▶ _Passage proposé_:

******

Ainsi les auteurs inventent-ils le communautarisme médical : les diabétiques n'ont pas les mêmes goûts que les non diabétiques, ne lisent pas les mêmes livres, n'écoutent pas la même musique, ne regardent pas les mêmes expositions, ne zappent pas de la même façon devant leur poste de télévision... Notre trio vient d'inventer les gender studies pour diabétiques. Ouaf !
4. Améliorer la qualité de vie des malades.
Certes, comment ne pas être d'accord ? Pourquoi ne pas enfiler les perles du médicalement correct ? Et vous savez comment on améliore la qualité de vie des malades (diabétiques) ? Grâce à la télémédecine ! Je cite :"Elle devient pour le diabète un outil formidable pour prévenir l'hospitalisation." C'est tout ? C'est tout ! C'est tout pour la qualité de vie. Les auteurs ont séché. Je pourrais cependant leur souffler des idées. Ou des images. Des diabétiques en train de courir les bras en l'air dans un champ inondé de soleil en marchant sur des betteraves à sucre.
5. Orchestrer les synergies et mises en réseau des professionnels pour assurer une meilleure prise en charge des patients. Onze professionnels de santé sont cités (dont un coach sportif) et qui arrive en onzième position ? Le médecin généraliste. Vous avez envie de continuer ?
Je sens que non mais je continue quand même : pour y parvenir nos auteurs avisés proposent d'une part de renforcer les points forts de l'hôpital et d'autre part de permettre au diabétologue hospitalier ou libéral d'être au centre de l'organisation du système de soins... Et tout le reste est l'avenant.
6. Mieux former les professionnels de santé à l'éducation thérapeutique (ETP). La reconnaissance de l'ETP est une des grandes victoires des diabétologues ! Il n'y a qu'eux qui le savent. ET là, je ne peux m'empêcher, avec malice, de citer la phrase suivante qui fera plaisir aux signataires du CAPI considéré comme une avancée vers la médecine au forfait : A la ville le paiement au forfait mériterait d'être expérimenté pour les professionnels de santé qui souhaitent s'impliquer dans des actions d'ETP (après avoir été formés par les diabétologues pionniers).

******

▶ _Entrées du jeu de données_:

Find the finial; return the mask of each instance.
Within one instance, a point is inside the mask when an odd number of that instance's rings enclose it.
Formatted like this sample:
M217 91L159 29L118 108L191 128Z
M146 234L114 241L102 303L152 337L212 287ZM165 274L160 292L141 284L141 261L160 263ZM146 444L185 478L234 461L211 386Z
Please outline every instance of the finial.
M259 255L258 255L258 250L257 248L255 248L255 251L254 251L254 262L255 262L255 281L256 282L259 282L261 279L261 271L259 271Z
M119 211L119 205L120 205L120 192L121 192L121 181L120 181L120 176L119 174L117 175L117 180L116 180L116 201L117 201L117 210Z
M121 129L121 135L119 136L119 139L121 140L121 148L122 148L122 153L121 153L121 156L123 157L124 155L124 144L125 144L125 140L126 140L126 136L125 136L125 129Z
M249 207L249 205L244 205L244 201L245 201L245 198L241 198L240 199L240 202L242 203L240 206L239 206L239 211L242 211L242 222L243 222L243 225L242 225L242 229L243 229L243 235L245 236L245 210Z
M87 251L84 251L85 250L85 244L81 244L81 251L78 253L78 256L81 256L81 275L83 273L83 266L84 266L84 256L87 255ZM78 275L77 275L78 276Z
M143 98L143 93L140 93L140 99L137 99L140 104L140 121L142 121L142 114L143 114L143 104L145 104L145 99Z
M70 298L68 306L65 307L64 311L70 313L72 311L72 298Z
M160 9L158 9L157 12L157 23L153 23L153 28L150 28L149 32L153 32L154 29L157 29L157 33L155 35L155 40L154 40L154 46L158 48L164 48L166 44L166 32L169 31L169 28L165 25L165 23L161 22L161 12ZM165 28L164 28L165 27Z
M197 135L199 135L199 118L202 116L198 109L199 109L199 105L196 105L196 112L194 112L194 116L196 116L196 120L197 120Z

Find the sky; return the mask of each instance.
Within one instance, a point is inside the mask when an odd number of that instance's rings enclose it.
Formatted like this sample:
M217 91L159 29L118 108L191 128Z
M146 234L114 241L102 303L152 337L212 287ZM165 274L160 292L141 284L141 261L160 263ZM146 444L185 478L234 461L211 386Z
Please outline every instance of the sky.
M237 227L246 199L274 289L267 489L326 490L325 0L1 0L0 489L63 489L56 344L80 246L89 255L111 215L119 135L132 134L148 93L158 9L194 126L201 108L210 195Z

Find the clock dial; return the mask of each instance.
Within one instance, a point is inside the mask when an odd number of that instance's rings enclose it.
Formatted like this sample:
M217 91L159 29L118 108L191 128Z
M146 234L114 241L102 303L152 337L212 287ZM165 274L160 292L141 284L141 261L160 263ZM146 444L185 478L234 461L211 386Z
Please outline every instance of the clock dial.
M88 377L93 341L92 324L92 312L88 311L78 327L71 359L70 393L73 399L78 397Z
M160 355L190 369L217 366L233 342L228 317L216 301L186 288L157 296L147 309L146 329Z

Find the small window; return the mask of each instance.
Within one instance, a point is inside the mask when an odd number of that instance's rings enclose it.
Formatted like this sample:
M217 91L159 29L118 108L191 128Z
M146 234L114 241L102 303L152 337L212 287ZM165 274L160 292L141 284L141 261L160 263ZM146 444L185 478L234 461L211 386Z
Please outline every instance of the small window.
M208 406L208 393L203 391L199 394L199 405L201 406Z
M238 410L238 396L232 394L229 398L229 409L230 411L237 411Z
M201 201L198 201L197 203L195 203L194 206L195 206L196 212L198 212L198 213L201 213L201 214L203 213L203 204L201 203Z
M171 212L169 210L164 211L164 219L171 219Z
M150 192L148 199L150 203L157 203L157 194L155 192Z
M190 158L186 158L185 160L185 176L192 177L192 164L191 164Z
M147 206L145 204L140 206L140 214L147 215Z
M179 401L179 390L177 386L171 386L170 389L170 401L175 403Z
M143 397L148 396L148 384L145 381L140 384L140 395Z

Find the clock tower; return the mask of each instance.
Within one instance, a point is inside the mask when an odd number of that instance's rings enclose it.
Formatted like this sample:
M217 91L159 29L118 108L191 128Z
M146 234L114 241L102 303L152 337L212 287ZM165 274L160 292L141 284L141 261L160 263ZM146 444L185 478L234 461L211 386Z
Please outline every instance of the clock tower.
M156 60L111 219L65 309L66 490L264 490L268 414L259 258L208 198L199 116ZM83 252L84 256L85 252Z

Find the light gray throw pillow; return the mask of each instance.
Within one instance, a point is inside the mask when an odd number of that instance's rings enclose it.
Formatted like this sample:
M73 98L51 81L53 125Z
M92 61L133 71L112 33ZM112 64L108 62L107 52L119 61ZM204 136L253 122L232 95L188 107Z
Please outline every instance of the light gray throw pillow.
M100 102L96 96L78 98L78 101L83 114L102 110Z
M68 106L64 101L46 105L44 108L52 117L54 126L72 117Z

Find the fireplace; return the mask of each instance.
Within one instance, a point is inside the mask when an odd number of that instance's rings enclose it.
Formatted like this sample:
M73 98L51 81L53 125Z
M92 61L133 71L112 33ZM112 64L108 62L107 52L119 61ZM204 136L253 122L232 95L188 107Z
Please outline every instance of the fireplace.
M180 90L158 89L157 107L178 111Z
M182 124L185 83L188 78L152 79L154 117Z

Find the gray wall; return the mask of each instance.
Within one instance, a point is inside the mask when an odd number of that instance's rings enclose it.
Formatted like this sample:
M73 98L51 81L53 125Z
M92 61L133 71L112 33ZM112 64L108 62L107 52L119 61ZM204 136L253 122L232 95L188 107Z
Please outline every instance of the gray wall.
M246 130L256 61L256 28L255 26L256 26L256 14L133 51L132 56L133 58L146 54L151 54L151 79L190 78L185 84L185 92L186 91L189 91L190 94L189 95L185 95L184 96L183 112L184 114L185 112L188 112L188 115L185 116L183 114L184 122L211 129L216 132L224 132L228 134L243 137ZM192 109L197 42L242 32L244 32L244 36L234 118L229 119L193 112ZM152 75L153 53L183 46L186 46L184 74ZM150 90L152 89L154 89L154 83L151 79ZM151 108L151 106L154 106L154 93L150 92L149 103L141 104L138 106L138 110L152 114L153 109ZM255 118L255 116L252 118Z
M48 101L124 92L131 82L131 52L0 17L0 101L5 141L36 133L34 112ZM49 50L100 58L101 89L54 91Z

******

▶ _Consignes_:
1/ Résumez en deux phrases le passage consacré au diabète.
2/ Continuez le passage consacré au diabète à partir de sa dernière phrase.

▶ _Réponses_:
1/ Le passage se moque d'un trio d'auteurs qui, sur le diabète, inventent un communautarisme médical, ne proposent que la télémédecine pour améliorer la qualité de vie des malades et citent le médecin généraliste en onzième position sur onze professionnels de santé. Il relève aussi leur volonté de placer le diabétologue au centre de l'organisation du système de soins et cite leur idée d'expérimenter en ville le paiement au forfait pour les professionnels qui veulent s'impliquer dans l'éducation thérapeutique.

2/
7. Innover vers une recherche translationnelle et transversale commune à la majorité des maladies chroniques et explorer de nouvelles voies. Et dans ce chapitre jargonnant les auteurs arrivent à placer, comme dans un exercice de style, les mots translationnel, proximité, sciences cognitives... Pour terminer par : Les diabétologues pourraient faire des sciences cognitives leur nouveau cheval de bataille après celui de l'éducation thérapeutique.
On rêve.

Ce que je pense de cela ? Non, non et non !
Les ARS hospitalocentrisent, les ARS, spécialocentrisent, les ARS veulent recréer des réseaux qui n'ont jamais fonctionné, des réseaux hiérarchiques dirigés par l'hôpital et par les spécialistes, les ARS, forts du rapport de l'IGAS de 2006 (Améliorer la prise en charge des maladies chroniques : ICI), veulent associer l'Education Thérapeutique du Patient et le Disease Management (qui est aussi le cheval de Troie de Big Pharma) en omettant le médecin traitant (comme le rapporte fort justement et, selon moi, très maladroitement, un article de F Baudier et G Leboube : ICI). Les ARS mentent et font mentir.
Voilà une nouvelle sauce à laquelle nous allons être mangés.
celle concoctée par les diabétologues, ces diabétologues qui n'ont rien vu venir avec les glitazones, ces diabétologues qui prescrivent à tout va de nouvelles spécialités non validées, de nouvelles drogues dont le seul bénéfice est de faire maigrir les patients en baissant anecdotiquement l'HbA1C et, de toute façon, sans agir sur la morbi-mortalité.